Start PROVIDED ENTRIES

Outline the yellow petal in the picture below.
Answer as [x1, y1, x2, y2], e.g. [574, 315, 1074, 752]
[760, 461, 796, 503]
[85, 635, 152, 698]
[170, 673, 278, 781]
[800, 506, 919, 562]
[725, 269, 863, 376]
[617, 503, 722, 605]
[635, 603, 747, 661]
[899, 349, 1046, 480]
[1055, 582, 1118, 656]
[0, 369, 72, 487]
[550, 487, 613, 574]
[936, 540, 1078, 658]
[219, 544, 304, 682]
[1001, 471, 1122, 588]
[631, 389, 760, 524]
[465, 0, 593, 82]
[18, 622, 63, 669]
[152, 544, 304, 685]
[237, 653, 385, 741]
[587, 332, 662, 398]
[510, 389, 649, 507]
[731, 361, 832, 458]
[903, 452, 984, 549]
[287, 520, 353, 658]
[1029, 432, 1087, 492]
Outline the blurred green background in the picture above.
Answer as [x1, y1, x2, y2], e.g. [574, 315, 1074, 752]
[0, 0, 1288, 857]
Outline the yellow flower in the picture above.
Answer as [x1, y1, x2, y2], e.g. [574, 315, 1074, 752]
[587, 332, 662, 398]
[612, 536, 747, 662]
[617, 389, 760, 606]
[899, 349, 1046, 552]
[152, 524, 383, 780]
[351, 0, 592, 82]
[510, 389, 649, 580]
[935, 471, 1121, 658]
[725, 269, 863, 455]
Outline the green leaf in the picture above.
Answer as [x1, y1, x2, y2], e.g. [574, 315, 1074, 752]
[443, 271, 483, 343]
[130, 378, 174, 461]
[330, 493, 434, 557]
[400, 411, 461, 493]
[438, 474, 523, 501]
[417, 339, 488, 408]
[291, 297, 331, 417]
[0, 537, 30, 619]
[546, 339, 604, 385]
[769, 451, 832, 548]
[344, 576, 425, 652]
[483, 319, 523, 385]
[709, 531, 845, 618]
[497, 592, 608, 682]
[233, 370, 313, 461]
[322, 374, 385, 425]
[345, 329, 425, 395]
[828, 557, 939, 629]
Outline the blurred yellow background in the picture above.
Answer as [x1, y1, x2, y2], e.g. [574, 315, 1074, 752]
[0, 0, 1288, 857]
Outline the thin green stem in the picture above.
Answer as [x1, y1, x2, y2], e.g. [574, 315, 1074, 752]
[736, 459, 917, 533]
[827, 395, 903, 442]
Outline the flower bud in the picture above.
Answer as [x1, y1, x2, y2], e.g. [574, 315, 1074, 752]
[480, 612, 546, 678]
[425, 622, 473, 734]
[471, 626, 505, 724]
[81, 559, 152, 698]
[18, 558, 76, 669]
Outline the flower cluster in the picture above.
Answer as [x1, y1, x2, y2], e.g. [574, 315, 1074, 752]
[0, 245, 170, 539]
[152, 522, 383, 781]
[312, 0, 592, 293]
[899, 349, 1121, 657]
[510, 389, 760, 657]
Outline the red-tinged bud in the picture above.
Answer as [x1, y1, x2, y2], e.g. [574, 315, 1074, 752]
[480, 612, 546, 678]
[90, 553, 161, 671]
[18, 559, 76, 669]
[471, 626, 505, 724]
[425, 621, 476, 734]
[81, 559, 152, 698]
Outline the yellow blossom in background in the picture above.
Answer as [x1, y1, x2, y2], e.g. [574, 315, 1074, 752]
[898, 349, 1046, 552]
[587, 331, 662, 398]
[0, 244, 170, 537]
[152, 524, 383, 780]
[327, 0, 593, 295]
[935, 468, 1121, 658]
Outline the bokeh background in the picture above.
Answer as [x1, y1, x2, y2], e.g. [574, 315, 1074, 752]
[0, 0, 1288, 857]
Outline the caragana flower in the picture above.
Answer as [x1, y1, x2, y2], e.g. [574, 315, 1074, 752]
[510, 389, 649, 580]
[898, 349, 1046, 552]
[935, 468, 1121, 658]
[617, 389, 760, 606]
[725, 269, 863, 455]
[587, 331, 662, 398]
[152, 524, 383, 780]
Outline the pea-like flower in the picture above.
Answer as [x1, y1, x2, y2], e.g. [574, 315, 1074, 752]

End PROVIDED ENTRIES

■ **EXERCISE GOAL**
Copy the entire listing above word for word, from its first line to its last.

■ **PROBLEM SOLUTION**
Outline the yellow petal in the picture below.
Answer as [x1, y1, x2, y2], e.g. [574, 315, 1074, 752]
[760, 461, 796, 503]
[85, 635, 152, 698]
[170, 673, 278, 781]
[800, 506, 919, 562]
[725, 269, 863, 376]
[617, 503, 722, 605]
[635, 603, 747, 661]
[899, 349, 1046, 480]
[1055, 582, 1118, 656]
[0, 369, 72, 487]
[550, 487, 613, 574]
[936, 540, 1078, 658]
[219, 544, 304, 682]
[1001, 471, 1122, 588]
[631, 389, 760, 524]
[465, 0, 593, 82]
[18, 622, 63, 669]
[152, 544, 304, 685]
[237, 653, 385, 741]
[587, 332, 662, 398]
[510, 389, 649, 507]
[731, 361, 832, 458]
[903, 452, 984, 549]
[287, 520, 353, 658]
[1029, 432, 1087, 492]
Outline the blurred green background in the picture above.
Answer as [x1, y1, x2, y2], e.g. [574, 315, 1074, 752]
[0, 0, 1288, 857]
Outline the yellow flower in the picture above.
Answer as [x1, y1, x2, y2], e.g. [574, 315, 1074, 752]
[587, 332, 662, 398]
[612, 536, 747, 662]
[617, 389, 760, 606]
[899, 349, 1046, 552]
[152, 524, 383, 780]
[351, 0, 592, 82]
[510, 389, 649, 580]
[935, 471, 1121, 658]
[725, 269, 863, 455]
Outline the green leaf in the picture above.
Answer as [x1, y1, x2, y2], e.g. [574, 315, 1074, 752]
[443, 271, 483, 343]
[130, 378, 174, 461]
[330, 493, 434, 557]
[400, 411, 461, 493]
[438, 474, 523, 501]
[417, 339, 488, 408]
[291, 297, 331, 417]
[0, 537, 30, 619]
[546, 339, 604, 385]
[769, 451, 832, 548]
[344, 576, 425, 652]
[483, 319, 523, 385]
[709, 531, 845, 618]
[497, 592, 608, 682]
[233, 370, 313, 461]
[322, 374, 385, 425]
[345, 329, 425, 395]
[828, 557, 939, 629]
Outline the blurred yellow background in the picture above.
Answer as [x1, y1, x2, y2], e.g. [574, 315, 1074, 752]
[0, 0, 1288, 857]
Outline the thin green stem in the picture above.
Answer as [x1, y1, x2, y2], e.g. [574, 315, 1074, 752]
[736, 459, 917, 533]
[827, 395, 903, 442]
Outline the flower bud in the picture above.
Answer as [x1, y1, x2, y2], e.g. [574, 315, 1074, 752]
[480, 612, 546, 678]
[425, 622, 473, 734]
[471, 626, 505, 724]
[81, 559, 152, 698]
[18, 558, 76, 669]
Outline the flower cluster in the picture above.
Answer as [x1, y1, x2, y2], e.g. [574, 315, 1074, 752]
[0, 245, 170, 539]
[152, 522, 383, 781]
[312, 0, 592, 293]
[899, 349, 1121, 657]
[510, 389, 760, 657]
Outline the red-tinged bud in the picture above.
Answer as [x1, y1, x2, y2], e.g. [574, 315, 1074, 752]
[480, 612, 546, 678]
[90, 553, 161, 671]
[18, 559, 76, 669]
[471, 626, 505, 724]
[425, 621, 476, 734]
[81, 559, 152, 698]
Outline the yellow blossom in background in the picture above.
Answer as [x1, y1, x2, y2], e.g. [574, 315, 1074, 752]
[898, 349, 1046, 552]
[587, 331, 662, 398]
[0, 244, 170, 537]
[152, 524, 383, 780]
[327, 0, 593, 295]
[935, 468, 1121, 658]
Outline the bokeh background in the picture above.
Answer as [x1, y1, x2, y2], e.g. [574, 315, 1074, 752]
[0, 0, 1288, 857]
Outline the caragana flower in the picture above.
Answer as [x1, y1, x2, y2], e.g. [574, 315, 1074, 752]
[510, 389, 649, 580]
[898, 349, 1046, 552]
[935, 468, 1121, 658]
[617, 389, 760, 606]
[725, 269, 863, 455]
[587, 331, 662, 398]
[152, 524, 383, 780]
Outline the pea-like flower in the picture above.
Answer as [x1, y1, x2, y2], e.g. [574, 315, 1074, 752]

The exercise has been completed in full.